Set down the whole listing verbatim.

## Point labeling dataset excerpts
>>>

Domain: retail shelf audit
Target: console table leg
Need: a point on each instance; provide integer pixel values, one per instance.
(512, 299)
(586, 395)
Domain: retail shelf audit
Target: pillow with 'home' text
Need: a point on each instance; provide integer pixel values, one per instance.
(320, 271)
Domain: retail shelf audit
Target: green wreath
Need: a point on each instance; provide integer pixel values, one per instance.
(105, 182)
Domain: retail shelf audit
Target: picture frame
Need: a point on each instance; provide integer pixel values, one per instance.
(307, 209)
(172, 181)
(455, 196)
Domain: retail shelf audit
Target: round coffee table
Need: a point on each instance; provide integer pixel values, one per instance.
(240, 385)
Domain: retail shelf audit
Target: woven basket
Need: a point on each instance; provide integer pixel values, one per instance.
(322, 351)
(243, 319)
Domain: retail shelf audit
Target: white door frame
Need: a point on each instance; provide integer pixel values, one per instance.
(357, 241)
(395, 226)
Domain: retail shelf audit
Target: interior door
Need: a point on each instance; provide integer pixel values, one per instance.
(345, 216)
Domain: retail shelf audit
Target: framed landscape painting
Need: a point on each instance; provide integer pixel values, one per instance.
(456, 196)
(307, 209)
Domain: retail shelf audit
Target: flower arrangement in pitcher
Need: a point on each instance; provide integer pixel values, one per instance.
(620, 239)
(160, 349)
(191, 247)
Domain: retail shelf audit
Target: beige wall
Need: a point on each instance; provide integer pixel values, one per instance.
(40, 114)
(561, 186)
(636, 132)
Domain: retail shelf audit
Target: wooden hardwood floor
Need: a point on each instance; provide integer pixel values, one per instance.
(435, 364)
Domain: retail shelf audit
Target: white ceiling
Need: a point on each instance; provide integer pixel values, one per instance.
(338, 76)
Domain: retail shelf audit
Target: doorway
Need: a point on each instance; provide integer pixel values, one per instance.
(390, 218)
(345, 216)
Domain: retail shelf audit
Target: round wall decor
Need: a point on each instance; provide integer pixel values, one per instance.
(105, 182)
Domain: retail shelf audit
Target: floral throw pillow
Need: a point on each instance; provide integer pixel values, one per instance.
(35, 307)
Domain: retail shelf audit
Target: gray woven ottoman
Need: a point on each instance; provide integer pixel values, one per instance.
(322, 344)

<<<

## FINAL ANSWER
Domain: retail shelf audit
Target: console table leg
Need: a point on each instance; provide integer pixel values, one per instance.
(512, 299)
(586, 395)
Domain: retail shelf audit
Target: pillow with 'home' text
Need: a point on each instance; provide integer pixel values, one per instance.
(320, 271)
Domain: retail shelf audit
Target: green wreath
Need: a point on each instance; provide integer pixel values, one per instance.
(105, 182)
Domain: retail shelf audit
Target: picture frame
Need: a point on each instance; provide integer pixel values, one per instance.
(307, 209)
(172, 181)
(455, 196)
Domain: retail shelf audit
Target: round coffee table
Need: a point on each instance; provide integer pixel values, one per instance.
(240, 385)
Domain: retail shelf audit
Target: woven basket
Need: a point on each instance; provide integer pixel values, one per instance.
(322, 351)
(243, 319)
Domain: retail shelf audit
Target: white door frame
Need: a point on each instance; provide integer pixel values, one per instance.
(357, 241)
(395, 226)
Domain: retail shelf audit
Target: interior door
Need: a point on each instance; provide integer pixel values, one per instance.
(345, 216)
Domain: retail shelf audit
Target: framed landscape painting
Need: a point on each instance; provide integer pixel values, one per instance.
(456, 196)
(307, 209)
Domain: retail shelf audit
Target: flower arrangement in pitcher
Need: a point on each instance; provide integer pixel values, one per instance.
(620, 239)
(160, 349)
(191, 247)
Domain: retail shelf audit
Target: beige wall
Need: a point on each instance; provide integer pixel values, one per instance.
(40, 114)
(561, 186)
(636, 132)
Domain: retail shelf audit
Target: wooden hardwood floor
Need: a point on each instance; provide integer pixel values, one per instance.
(435, 364)
Domain: retail shelf audit
Target: white ceiling
Need: a point on each instance; provide integer pixel values, one per instance.
(338, 76)
Domain: retail shelf audit
Target: doorway
Need: a point on each instance; provide integer pixel values, one per instance.
(390, 218)
(345, 216)
Domain: retail shelf audit
Target: round wall decor
Need: a point on each instance; provide integer pixel values, one per instance.
(105, 182)
Domain: retail shelf audit
Target: floral throw pillow
Need: a point on each instance; provide integer pixel values, one per instance.
(35, 307)
Domain: retail shelf audit
Target: gray woven ottoman
Need: a point on each instance; provide integer pixel values, one per instance.
(322, 344)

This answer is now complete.